Exercise aim => Lay out every line of the records below as a Markdown table with two columns, Row for the row number and Line for the line itself, leaving out any blank lines.

Supplied data =>
○ ○ ○ ○

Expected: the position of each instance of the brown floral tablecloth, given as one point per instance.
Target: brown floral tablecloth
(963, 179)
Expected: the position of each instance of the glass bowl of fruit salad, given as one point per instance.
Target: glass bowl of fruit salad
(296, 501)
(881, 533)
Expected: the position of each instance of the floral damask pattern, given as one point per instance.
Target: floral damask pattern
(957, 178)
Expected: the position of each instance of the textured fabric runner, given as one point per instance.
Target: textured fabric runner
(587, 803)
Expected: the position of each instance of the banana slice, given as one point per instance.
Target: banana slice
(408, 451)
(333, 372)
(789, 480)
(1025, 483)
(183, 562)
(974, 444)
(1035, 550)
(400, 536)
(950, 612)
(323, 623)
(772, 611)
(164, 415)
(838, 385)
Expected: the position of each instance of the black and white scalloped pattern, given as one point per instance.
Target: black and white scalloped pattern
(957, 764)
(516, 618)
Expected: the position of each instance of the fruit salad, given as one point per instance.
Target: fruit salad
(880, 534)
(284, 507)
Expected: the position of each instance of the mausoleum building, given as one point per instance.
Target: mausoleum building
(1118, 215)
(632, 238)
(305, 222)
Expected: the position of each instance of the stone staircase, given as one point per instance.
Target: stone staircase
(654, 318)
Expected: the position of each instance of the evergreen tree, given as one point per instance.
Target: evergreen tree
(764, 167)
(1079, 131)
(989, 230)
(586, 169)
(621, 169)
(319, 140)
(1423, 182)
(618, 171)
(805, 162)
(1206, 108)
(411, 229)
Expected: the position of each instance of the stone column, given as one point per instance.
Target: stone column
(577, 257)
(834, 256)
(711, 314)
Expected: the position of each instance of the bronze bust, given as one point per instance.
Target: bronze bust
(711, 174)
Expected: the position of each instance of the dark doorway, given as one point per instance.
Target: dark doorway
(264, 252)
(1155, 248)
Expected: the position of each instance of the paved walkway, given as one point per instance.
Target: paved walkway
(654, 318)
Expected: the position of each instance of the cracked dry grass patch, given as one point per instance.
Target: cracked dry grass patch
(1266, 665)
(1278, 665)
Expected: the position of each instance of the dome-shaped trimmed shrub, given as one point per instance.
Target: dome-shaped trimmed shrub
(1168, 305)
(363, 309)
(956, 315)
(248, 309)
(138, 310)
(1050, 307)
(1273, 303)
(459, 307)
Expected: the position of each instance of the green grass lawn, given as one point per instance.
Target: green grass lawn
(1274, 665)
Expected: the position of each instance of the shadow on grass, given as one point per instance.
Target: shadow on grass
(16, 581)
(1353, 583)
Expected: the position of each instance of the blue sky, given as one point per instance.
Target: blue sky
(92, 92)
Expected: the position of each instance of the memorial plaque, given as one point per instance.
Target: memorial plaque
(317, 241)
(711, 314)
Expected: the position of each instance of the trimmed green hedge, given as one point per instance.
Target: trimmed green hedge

○ ○ ○ ○

The response =>
| Row | Line |
|---|---|
| 1 | Expected: the position of each instance of the brown floral tablecloth, given as one point per instance. |
| 2 | Target: brown floral tablecloth |
| 3 | (963, 179) |
| 4 | Expected: the position of each instance of the glass bowl of fruit salad, given as one point per instance. |
| 5 | Target: glass bowl of fruit salad |
| 6 | (296, 501) |
| 7 | (881, 533) |
| 8 | Expected: the position of each instance of the floral damask pattern, given as one point per instance. |
| 9 | Target: floral damask pattern |
| 10 | (957, 178) |
| 11 | Expected: the position of each instance of the textured fabric runner, given as one point per instance. |
| 12 | Target: textured fabric runner |
| 13 | (587, 803) |
| 14 | Expected: the position of each instance of the banana slice, given as one point per instance. |
| 15 | Target: banana slice |
| 16 | (408, 451) |
| 17 | (333, 372) |
| 18 | (789, 480) |
| 19 | (1025, 483) |
| 20 | (183, 562) |
| 21 | (974, 444) |
| 22 | (1035, 550) |
| 23 | (400, 536) |
| 24 | (950, 612) |
| 25 | (323, 623) |
| 26 | (772, 611) |
| 27 | (164, 415) |
| 28 | (838, 385) |
| 29 | Expected: the position of each instance of the black and white scalloped pattern, given as one point per instance. |
| 30 | Target: black and white scalloped pattern |
| 31 | (957, 764) |
| 32 | (516, 618) |
| 33 | Expected: the position of each instance of the fruit salad, given as one point per instance. |
| 34 | Target: fruit salad |
| 35 | (880, 534) |
| 36 | (284, 507) |
| 37 | Expected: the position of each instance of the mausoleum building, given as one point per instance. |
| 38 | Target: mausoleum building |
| 39 | (1118, 215) |
| 40 | (632, 238) |
| 41 | (305, 222) |
| 42 | Expected: the position of each instance of the stone staircase, given as one point per instance. |
| 43 | Target: stone staircase |
| 44 | (654, 318) |
| 45 | Expected: the position of each instance of the evergreen tree, given as one point per instance. |
| 46 | Target: evergreen tree |
| 47 | (764, 167) |
| 48 | (1079, 131) |
| 49 | (989, 230) |
| 50 | (586, 169) |
| 51 | (621, 169) |
| 52 | (319, 140) |
| 53 | (1423, 182) |
| 54 | (618, 171) |
| 55 | (805, 162) |
| 56 | (1206, 108) |
| 57 | (411, 229) |
| 58 | Expected: the position of each instance of the stone column, given as one point per instance. |
| 59 | Target: stone column |
| 60 | (577, 257) |
| 61 | (834, 256) |
| 62 | (711, 314) |
| 63 | Expected: the position of each instance of the bronze bust, given as one point per instance. |
| 64 | Target: bronze bust |
| 65 | (711, 174) |
| 66 | Expected: the position of each instance of the dark doorway, given as one point per instance. |
| 67 | Target: dark doorway |
| 68 | (264, 252) |
| 69 | (1155, 248) |
| 70 | Expected: the position of each instance of the paved walkway, given as one point per instance. |
| 71 | Target: paved walkway |
| 72 | (654, 318) |
| 73 | Expected: the position of each instance of the cracked dry grass patch, given as one point per instance. |
| 74 | Target: cracked dry grass patch |
| 75 | (1266, 665) |
| 76 | (1278, 665) |
| 77 | Expected: the position of each instance of the dome-shaped trimmed shrub, given as one point per instance. |
| 78 | Target: dome-shaped trimmed shrub |
| 79 | (1168, 305) |
| 80 | (363, 309) |
| 81 | (956, 315) |
| 82 | (248, 309) |
| 83 | (138, 310) |
| 84 | (1050, 307) |
| 85 | (1273, 303) |
| 86 | (459, 307) |
| 87 | Expected: the position of each instance of the green grass lawn, given as one point per instance. |
| 88 | Target: green grass lawn |
| 89 | (1274, 665) |
| 90 | Expected: the position of each instance of the shadow on grass, given as one point per instance. |
| 91 | Target: shadow on grass |
| 92 | (16, 581) |
| 93 | (1353, 583) |
| 94 | Expected: the position of each instance of the blue sky, given as one point per instance. |
| 95 | Target: blue sky |
| 96 | (92, 92) |
| 97 | Expected: the position of each instance of the memorial plaque, given as one point per instance. |
| 98 | Target: memorial plaque |
| 99 | (317, 241) |
| 100 | (711, 314) |
| 101 | Expected: the position of each instance of the trimmed green hedge, given as one point per instance. |
| 102 | Target: trimmed green hedge |